Rewrite only the lines between the line containing "jersey with number" and the line containing "[1133,188,1165,223]", inclusive, changing "club crest" to "team badge" and leaving everything else the same.

^^^^^^^^^^^^^^^^

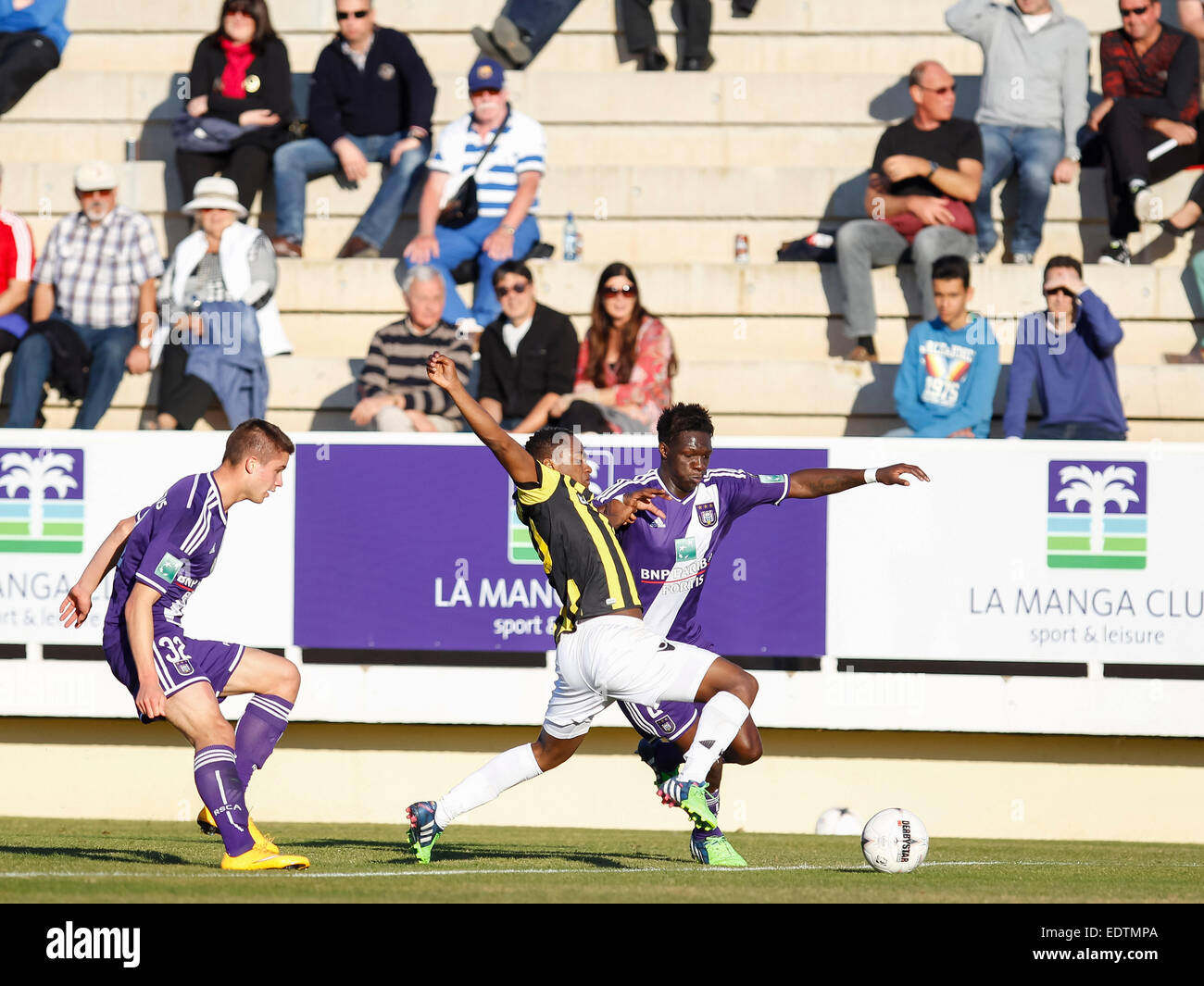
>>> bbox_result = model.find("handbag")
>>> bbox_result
[171,113,259,154]
[883,199,975,243]
[437,106,510,230]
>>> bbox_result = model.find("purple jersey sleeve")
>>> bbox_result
[710,469,790,520]
[133,484,211,593]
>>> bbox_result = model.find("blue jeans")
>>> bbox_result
[273,132,431,249]
[974,123,1066,254]
[5,319,139,429]
[501,0,582,59]
[419,216,539,325]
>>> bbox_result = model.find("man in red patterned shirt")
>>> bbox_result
[0,168,33,354]
[1087,0,1204,264]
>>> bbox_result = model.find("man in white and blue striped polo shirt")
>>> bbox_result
[405,57,548,328]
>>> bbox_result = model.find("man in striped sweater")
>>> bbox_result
[352,265,472,432]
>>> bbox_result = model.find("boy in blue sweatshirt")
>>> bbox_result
[1003,256,1128,442]
[887,256,999,438]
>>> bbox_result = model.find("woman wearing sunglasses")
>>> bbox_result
[176,0,294,212]
[550,264,677,433]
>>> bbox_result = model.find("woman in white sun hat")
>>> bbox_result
[147,177,293,430]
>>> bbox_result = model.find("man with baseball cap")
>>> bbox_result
[272,0,434,257]
[405,57,548,331]
[7,161,163,429]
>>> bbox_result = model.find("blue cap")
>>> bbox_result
[469,57,506,93]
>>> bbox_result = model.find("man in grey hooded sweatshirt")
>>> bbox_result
[946,0,1090,264]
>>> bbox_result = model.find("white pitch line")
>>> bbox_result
[0,859,1204,880]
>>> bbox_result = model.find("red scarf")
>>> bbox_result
[221,37,256,99]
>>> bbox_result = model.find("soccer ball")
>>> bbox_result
[815,808,861,835]
[861,808,928,873]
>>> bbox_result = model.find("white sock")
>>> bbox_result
[434,746,544,829]
[678,691,749,781]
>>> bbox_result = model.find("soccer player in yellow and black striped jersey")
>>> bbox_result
[407,353,758,863]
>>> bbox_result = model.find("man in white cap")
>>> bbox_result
[7,161,163,429]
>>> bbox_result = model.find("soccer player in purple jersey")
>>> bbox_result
[59,419,309,869]
[598,404,928,866]
[406,353,756,863]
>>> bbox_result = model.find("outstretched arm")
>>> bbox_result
[59,517,137,627]
[426,353,539,485]
[598,486,669,528]
[786,462,930,500]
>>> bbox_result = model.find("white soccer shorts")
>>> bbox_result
[543,617,719,739]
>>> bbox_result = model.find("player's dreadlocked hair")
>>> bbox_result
[525,425,573,462]
[657,405,715,445]
[225,418,296,465]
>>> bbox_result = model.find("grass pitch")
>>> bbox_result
[0,818,1204,905]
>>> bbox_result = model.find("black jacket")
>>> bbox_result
[481,305,581,418]
[188,33,295,148]
[21,318,92,401]
[309,28,434,147]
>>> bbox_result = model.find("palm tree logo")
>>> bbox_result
[0,449,83,553]
[1048,462,1147,568]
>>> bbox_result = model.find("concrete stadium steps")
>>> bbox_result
[5,65,1098,127]
[59,31,1025,78]
[14,356,1204,433]
[11,161,1204,268]
[23,160,1204,223]
[69,0,1136,36]
[282,313,1204,366]
[674,360,1204,421]
[0,123,885,168]
[710,414,1204,440]
[16,206,1204,277]
[261,259,1196,322]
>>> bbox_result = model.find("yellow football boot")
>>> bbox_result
[196,806,281,853]
[221,845,309,870]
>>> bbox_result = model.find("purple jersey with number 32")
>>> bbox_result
[105,472,226,630]
[598,469,790,649]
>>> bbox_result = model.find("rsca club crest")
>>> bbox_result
[0,449,83,555]
[1047,460,1148,569]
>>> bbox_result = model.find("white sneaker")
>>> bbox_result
[1133,188,1165,223]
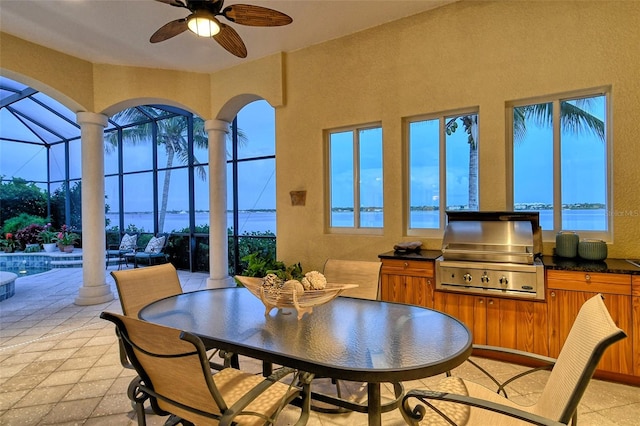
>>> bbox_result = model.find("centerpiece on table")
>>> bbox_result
[235,264,357,319]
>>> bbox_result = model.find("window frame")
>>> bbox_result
[505,86,615,242]
[402,106,481,238]
[324,121,385,235]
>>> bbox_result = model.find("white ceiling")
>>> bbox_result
[0,0,456,72]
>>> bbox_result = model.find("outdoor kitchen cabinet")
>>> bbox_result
[631,275,640,377]
[380,259,434,308]
[547,270,639,375]
[434,291,549,355]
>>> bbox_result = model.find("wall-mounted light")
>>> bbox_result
[187,10,220,37]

^^^^^^^^^^^^^^^^

REPLY:
>>> bbox_result = model.find("purple jersey with number 32")
>>> bbox_result
[105,472,226,630]
[598,469,790,649]
>>> bbox_result = model.find("rsca team badge")
>>> bbox_result
[0,449,83,555]
[1047,460,1148,569]
>>> bbox_result = model.find("white sneaker")
>>> bbox_result
[1133,188,1165,223]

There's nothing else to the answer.